Supplied information:
┏━━
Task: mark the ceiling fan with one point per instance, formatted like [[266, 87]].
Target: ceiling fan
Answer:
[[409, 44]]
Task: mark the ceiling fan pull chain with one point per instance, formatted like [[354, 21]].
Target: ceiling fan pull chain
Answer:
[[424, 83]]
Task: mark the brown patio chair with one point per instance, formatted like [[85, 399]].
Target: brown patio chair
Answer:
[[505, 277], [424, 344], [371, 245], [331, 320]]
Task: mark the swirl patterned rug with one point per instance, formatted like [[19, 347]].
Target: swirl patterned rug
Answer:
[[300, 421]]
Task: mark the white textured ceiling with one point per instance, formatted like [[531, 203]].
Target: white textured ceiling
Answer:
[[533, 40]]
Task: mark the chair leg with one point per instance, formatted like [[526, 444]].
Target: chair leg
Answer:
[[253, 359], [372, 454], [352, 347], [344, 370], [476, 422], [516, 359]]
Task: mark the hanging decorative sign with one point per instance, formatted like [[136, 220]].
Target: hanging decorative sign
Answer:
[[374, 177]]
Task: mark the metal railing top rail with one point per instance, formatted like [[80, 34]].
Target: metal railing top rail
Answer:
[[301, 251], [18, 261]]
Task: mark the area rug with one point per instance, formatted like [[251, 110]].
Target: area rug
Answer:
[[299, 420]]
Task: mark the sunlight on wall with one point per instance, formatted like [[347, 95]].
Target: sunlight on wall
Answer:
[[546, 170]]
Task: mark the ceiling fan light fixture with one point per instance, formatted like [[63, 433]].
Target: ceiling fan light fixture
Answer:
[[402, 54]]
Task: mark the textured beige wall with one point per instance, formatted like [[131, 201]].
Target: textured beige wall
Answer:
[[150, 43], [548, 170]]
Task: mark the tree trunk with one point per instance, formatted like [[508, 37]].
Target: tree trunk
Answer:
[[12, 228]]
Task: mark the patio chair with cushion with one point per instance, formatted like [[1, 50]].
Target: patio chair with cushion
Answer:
┗━━
Directive: Lay out every line of the material above as a numbered list, leaving out any blank lines.

Expected output:
1. Task: mark the ceiling fan with one point per instance, formatted like [[266, 87]].
2. Target: ceiling fan
3. Answer:
4. [[409, 44]]
5. Task: mark the ceiling fan pull chain with one point per instance, formatted like [[354, 21]].
6. Target: ceiling fan pull chain
7. Answer:
8. [[424, 83]]
9. Task: mark the brown patio chair with one point per instance, formatted like [[85, 399]].
10. Target: brown patio chair
11. Answer:
12. [[505, 277], [424, 344], [371, 245], [331, 320]]
13. Task: mark the swirl patterned rug with one point per instance, formatted like [[19, 347]].
14. Target: swirl patterned rug
15. Answer:
16. [[300, 421]]
17. Task: mark the white textured ceiling with one point per instance, formatted like [[531, 203]].
18. Target: white textured ceiling
19. Answer:
20. [[533, 40]]
21. Task: mark the chair leg with one point per instance, formatted like [[526, 444]].
22. Target: chair leg
23. Answer:
24. [[253, 359], [372, 454], [352, 347], [344, 370], [476, 422], [516, 359]]
25. Task: mark the hanging decorative sign with one point per instance, formatted like [[136, 220]].
26. Target: hanging decorative sign
27. Answer:
28. [[374, 177]]
29. Task: mark the metal railing top rail with one point per instance, formatted like [[80, 34]].
30. Target: metal railing top rail
31. Answer:
32. [[301, 251], [18, 261]]
33. Task: mark the area rug with one point per instance, formatted like [[251, 110]].
34. Target: area rug
35. Answer:
36. [[299, 420]]
37. Task: mark the sunlight on wall with one point per instance, formatted like [[347, 95]].
38. Target: sunlight on wall
39. Answer:
40. [[546, 170]]
41. Task: mark the ceiling fan light fixture with one point per instance, formatted like [[63, 433]].
42. Target: ceiling fan light fixture
43. Answer:
44. [[402, 54]]
45. Task: mark the textured beige wall with one point per instance, formatted like [[131, 201]].
46. Target: textured beige wall
47. Answer:
48. [[150, 43], [548, 170]]
49. Task: mark the tree trunk with one point per instance, formatted like [[508, 37]].
50. Target: tree trunk
51. Answer:
52. [[12, 228]]
53. Task: mark the patio chair with cushion with one point per instance, formatted like [[1, 50]].
54. Target: patio chair with cushion
55. Answer:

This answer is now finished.